(Records)
####

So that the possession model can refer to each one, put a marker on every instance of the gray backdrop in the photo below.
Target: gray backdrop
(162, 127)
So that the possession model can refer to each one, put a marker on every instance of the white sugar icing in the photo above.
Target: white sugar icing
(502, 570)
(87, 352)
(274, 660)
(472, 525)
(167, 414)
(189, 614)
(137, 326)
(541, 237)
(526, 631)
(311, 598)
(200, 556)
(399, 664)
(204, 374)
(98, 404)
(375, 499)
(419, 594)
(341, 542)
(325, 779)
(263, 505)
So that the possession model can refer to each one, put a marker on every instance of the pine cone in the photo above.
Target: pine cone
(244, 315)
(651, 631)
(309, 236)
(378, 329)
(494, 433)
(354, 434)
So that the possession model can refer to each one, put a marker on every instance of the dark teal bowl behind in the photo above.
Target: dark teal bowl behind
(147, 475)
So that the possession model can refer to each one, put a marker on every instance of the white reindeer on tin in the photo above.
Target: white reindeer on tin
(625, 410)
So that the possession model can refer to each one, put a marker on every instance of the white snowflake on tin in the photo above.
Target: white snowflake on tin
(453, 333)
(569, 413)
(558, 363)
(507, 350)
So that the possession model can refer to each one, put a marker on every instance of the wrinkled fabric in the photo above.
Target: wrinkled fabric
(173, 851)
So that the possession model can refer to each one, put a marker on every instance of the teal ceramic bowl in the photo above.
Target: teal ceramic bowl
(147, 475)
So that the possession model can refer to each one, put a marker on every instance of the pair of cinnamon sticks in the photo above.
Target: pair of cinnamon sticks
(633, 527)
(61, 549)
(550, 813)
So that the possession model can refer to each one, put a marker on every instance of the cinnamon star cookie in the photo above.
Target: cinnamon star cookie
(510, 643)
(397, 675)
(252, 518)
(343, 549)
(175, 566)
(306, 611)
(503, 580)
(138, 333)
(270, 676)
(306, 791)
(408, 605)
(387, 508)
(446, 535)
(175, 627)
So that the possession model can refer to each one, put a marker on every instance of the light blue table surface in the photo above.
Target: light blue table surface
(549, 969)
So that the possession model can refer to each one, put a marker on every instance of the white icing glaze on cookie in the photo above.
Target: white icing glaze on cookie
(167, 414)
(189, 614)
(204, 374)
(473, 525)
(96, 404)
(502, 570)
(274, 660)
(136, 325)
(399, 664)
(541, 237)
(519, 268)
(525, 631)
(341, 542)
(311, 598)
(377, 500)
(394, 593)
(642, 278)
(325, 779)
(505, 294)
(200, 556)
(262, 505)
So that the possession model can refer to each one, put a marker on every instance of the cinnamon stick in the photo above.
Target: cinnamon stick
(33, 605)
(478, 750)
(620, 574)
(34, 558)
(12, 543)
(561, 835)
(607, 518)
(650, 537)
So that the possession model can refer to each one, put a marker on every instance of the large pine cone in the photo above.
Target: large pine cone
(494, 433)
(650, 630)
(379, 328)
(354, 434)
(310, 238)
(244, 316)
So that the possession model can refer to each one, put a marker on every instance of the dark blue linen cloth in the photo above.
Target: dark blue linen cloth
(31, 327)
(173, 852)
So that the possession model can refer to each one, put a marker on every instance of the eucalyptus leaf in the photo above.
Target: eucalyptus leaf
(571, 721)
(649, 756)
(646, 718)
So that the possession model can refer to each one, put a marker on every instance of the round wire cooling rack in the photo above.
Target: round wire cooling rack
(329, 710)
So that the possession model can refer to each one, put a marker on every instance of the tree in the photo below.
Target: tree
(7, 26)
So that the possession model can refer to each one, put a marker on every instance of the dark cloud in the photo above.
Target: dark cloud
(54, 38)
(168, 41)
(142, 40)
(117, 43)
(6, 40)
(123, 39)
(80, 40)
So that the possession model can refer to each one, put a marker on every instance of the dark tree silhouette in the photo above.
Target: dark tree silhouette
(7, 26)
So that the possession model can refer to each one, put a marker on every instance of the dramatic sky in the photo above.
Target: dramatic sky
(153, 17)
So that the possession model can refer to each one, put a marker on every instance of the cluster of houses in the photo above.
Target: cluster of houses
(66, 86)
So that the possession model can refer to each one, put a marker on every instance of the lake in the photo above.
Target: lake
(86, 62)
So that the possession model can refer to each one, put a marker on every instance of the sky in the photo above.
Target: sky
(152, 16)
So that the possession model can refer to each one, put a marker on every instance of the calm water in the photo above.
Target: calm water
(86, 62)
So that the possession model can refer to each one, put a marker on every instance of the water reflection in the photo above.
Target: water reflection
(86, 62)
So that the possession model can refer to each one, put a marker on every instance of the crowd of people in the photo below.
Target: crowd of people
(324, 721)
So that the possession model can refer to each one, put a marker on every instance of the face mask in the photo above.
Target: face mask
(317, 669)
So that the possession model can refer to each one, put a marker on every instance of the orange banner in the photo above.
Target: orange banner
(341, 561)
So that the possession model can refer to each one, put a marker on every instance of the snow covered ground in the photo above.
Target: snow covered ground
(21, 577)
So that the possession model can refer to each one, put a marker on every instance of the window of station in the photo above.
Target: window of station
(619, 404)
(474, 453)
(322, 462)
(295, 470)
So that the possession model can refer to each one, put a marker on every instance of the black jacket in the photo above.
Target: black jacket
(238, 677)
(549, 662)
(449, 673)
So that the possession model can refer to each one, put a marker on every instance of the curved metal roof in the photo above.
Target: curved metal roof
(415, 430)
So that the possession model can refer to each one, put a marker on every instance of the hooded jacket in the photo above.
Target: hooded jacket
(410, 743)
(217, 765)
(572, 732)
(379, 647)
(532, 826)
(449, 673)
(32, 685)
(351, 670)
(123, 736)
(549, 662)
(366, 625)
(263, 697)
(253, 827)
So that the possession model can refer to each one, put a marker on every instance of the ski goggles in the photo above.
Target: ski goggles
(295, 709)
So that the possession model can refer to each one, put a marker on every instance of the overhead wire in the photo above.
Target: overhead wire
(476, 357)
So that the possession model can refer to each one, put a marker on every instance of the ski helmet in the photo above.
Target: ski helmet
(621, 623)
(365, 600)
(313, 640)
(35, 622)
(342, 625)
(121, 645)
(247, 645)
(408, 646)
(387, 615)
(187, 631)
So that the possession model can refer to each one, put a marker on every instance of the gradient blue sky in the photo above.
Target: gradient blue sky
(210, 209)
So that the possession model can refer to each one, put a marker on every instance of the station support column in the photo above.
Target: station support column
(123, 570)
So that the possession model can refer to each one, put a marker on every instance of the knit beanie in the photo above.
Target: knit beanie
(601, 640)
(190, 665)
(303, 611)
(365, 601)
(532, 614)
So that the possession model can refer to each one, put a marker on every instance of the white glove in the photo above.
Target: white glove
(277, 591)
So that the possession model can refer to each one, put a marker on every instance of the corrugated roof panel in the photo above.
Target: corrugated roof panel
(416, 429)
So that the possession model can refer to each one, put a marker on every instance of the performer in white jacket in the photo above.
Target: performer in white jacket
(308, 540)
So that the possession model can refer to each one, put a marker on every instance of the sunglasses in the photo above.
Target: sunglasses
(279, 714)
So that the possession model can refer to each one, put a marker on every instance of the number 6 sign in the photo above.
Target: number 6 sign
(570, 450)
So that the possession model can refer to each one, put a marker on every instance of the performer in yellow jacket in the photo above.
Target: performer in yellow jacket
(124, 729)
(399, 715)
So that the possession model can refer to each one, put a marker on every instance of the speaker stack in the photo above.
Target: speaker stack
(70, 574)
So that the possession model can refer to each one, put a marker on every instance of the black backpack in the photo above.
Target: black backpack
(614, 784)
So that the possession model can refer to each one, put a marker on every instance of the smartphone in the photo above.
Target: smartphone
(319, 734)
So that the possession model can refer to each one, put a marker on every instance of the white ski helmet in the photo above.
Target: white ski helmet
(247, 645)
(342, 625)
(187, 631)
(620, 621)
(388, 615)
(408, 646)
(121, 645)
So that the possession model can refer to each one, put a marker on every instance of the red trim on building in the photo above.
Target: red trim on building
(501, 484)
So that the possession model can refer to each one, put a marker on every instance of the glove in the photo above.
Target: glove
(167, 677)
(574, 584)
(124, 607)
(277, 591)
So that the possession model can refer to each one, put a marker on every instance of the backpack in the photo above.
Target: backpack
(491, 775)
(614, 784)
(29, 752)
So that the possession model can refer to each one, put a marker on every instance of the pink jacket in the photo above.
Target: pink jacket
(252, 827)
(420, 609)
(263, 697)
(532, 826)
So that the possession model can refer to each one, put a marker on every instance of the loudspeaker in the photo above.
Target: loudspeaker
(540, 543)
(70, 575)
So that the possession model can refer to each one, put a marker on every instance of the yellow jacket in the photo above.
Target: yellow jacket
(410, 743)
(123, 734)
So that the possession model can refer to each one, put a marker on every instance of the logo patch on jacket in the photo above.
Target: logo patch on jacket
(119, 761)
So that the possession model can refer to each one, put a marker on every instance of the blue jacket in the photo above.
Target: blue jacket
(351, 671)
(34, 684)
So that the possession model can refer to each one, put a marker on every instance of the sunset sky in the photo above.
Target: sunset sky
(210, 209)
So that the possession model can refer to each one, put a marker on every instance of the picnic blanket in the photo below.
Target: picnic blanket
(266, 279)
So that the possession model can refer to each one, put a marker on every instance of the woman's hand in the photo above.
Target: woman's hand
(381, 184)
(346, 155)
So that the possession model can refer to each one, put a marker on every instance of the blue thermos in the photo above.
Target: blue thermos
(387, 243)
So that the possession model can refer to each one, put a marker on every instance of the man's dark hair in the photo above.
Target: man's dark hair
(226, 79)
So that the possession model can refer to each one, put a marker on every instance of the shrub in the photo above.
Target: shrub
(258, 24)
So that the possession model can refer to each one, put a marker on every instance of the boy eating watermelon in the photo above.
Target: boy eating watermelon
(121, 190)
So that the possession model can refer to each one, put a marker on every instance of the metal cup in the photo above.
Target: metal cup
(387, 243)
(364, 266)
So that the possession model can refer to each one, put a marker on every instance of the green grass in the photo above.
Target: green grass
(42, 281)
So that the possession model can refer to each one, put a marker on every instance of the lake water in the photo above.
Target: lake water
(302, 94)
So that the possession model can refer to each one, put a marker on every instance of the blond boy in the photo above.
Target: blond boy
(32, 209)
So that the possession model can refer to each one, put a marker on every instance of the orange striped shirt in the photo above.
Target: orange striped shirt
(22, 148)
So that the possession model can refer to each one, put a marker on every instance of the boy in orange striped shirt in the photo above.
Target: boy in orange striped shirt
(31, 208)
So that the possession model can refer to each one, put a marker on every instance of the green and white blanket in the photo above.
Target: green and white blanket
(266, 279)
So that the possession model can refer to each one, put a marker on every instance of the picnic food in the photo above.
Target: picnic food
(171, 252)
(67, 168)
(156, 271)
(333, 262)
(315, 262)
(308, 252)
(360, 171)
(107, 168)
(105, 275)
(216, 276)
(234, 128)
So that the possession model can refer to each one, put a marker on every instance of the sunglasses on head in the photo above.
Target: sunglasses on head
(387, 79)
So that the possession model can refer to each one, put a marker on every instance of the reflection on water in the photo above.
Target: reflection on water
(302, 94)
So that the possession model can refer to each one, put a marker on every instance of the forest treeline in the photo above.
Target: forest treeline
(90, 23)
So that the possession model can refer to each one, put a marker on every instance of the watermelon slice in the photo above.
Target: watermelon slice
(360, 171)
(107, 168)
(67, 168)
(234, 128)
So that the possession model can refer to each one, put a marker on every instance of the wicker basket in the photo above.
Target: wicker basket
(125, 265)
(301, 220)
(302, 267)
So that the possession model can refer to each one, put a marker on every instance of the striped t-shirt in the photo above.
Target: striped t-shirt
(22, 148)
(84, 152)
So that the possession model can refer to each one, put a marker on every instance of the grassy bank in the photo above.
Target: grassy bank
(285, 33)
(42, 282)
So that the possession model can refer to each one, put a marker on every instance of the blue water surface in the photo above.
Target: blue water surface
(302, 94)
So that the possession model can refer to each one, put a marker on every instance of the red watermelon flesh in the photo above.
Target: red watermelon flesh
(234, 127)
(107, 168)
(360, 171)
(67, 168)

####

CHALLENGE: Would you give again, word for word, every line from the one with "t-shirt in the photo above." through the final line of the listing above?

ANSWER BELOW:
So that the possession model can refer to each one, put a marker on every instance of the striped t-shirt in the photo above.
Target: striped t-shirt
(22, 148)
(84, 152)
So that the possession model can refer to each one, put a marker on every instance of the grassy bank in the photo above.
Target: grassy bank
(285, 33)
(42, 282)
So that the possession model can refer to each one, put a marker on every instance of the blue water surface in the photo above.
Target: blue water surface
(302, 94)
So that the possession model can refer to each one, put a marker on every instance of the red watermelon flesh in the photo above.
Target: red watermelon flesh
(234, 127)
(107, 168)
(360, 171)
(67, 168)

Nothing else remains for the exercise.